- RECORDS FOR PROCESSING -
● ● ●

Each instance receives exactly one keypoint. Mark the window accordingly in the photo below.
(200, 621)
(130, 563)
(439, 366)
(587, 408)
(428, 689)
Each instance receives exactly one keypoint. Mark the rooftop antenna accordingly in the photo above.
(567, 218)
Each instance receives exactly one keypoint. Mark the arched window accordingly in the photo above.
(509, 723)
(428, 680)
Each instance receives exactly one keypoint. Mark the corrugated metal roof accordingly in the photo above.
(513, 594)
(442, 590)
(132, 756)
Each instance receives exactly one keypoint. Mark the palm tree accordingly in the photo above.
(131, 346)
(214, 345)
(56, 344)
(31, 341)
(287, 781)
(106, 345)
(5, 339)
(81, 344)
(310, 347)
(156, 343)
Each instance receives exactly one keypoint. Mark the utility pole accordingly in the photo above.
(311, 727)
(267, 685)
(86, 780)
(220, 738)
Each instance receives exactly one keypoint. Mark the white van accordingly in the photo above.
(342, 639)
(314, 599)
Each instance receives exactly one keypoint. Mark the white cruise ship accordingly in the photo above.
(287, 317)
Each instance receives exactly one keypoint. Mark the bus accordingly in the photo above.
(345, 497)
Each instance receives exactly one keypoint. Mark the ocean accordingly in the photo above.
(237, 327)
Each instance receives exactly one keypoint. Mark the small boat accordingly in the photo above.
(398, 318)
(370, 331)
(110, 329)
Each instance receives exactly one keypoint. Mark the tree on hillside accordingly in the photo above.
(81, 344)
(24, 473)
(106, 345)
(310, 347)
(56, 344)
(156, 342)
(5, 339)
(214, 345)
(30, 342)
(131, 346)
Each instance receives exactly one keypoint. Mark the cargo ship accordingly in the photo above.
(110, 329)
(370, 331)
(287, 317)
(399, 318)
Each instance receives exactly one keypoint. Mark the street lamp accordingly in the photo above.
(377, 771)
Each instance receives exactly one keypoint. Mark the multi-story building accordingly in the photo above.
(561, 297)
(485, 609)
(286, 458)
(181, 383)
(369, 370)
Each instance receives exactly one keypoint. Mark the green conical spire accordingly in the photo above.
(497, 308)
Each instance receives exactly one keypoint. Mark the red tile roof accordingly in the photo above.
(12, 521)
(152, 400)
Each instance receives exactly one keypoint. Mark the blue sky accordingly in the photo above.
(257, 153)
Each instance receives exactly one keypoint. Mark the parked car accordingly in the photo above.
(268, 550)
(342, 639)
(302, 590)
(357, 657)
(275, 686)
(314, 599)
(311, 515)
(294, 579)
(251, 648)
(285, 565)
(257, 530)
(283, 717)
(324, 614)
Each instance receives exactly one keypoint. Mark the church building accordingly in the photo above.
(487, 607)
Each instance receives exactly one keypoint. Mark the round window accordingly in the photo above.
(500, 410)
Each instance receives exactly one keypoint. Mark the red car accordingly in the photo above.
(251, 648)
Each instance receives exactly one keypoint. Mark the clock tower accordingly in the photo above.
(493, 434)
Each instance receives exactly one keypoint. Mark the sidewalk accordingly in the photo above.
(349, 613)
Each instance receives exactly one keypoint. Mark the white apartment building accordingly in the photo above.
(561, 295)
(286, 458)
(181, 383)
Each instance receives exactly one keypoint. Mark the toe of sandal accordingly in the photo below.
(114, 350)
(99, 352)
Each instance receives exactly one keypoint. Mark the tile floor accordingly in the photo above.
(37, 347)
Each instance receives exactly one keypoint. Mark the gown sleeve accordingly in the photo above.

● ● ●

- EXERCISE -
Output every entry exactly.

- RESULT BELOW -
Each instance receives exactly one keypoint. Mark the window accordingly in the photo below.
(200, 621)
(130, 563)
(439, 366)
(587, 408)
(428, 689)
Each instance receives exactly one keypoint. Mark the rooftop antenna accordingly in the photo above.
(567, 218)
Each instance receives exactly one keypoint. Mark the arched window accordingly in the photo above.
(509, 723)
(428, 680)
Each instance receives exactly one keypoint. Mark the corrugated metal roof accordingly in the photo above.
(513, 594)
(442, 590)
(132, 756)
Each instance receives exactly one keypoint. Mark the palm tree accordingly in the photo above.
(131, 346)
(214, 345)
(56, 344)
(31, 341)
(287, 781)
(106, 345)
(5, 339)
(81, 344)
(310, 347)
(156, 343)
Each instance receives exactly one keypoint. Mark the utility pole accordingly in the photo above.
(311, 727)
(267, 685)
(86, 780)
(220, 738)
Each instance receives exactly one keypoint. Mark the white van accordingly in the photo above.
(342, 639)
(314, 599)
Each instance receives exactly one keypoint. Mark the white cruise ship accordingly in the photo above.
(287, 317)
Each instance receives exactly one keypoint. Mark the bus accordingly in the photo above.
(345, 497)
Each instance receives exactly one keypoint. Mark the ocean accordingly in the photo above.
(237, 327)
Each instance receives exactly one keypoint. Mark the small boat accordingly in the photo above.
(398, 318)
(370, 331)
(110, 329)
Each instance receives exactly one keypoint. Mark the tree on hillside accordingly in the photo above.
(81, 344)
(24, 473)
(106, 345)
(310, 347)
(56, 344)
(156, 342)
(5, 339)
(214, 345)
(30, 342)
(131, 346)
Each instance receives exactly one keypoint. Mark the cargo ship accordingly in the photo above.
(110, 329)
(370, 331)
(287, 317)
(399, 318)
Each instance receives exactly one keypoint. Mark the street lamp accordingly in the photo above.
(377, 771)
Each instance receives exactly one keypoint. Mark the multi-story building accordingly in the photo above.
(561, 297)
(485, 609)
(286, 458)
(181, 383)
(369, 370)
Each instance receives exactly one keypoint. Mark the green conical spire accordingly in the photo above.
(497, 308)
Each instance receives exactly one keypoint. Mark the red tile roof accordingly in the photo above.
(12, 521)
(152, 400)
Each instance receives exactly one keypoint. Mark the blue sky accordingly in the photo above.
(257, 153)
Each instance receives exactly one keypoint. Mark the parked car accordingly in the photo above.
(268, 550)
(342, 639)
(302, 590)
(357, 657)
(275, 686)
(314, 599)
(311, 515)
(294, 579)
(251, 648)
(285, 565)
(257, 530)
(283, 717)
(324, 614)
Each instance receives exactly one keypoint. Mark the church building accordingly in the photo above.
(487, 607)
Each instance receives exactly one keypoint. Mark the round window accordingly in the photo above.
(500, 410)
Each instance receives exactly one keypoint. Mark the red car accordingly in the photo above.
(251, 648)
Each instance receives exactly one keypoint. Mark the clock tower accordingly in the photo above.
(493, 434)
Each instance receives exactly one keypoint. Mark the sidewalk accordingly in the photo above.
(349, 613)
Each instance receives exactly one keypoint. Mark the white apartment building accordingly in the photo above.
(561, 295)
(286, 458)
(181, 383)
Each instance receives exactly one keypoint. Mark the toe of sandal accordingly in the photo below.
(114, 350)
(99, 352)
Each instance receives exactly one keypoint. Mark the tile floor accordingly in the photo above.
(37, 347)
Each instance receives exactly one keypoint. Mark the gown sleeve accordingly in the photo above.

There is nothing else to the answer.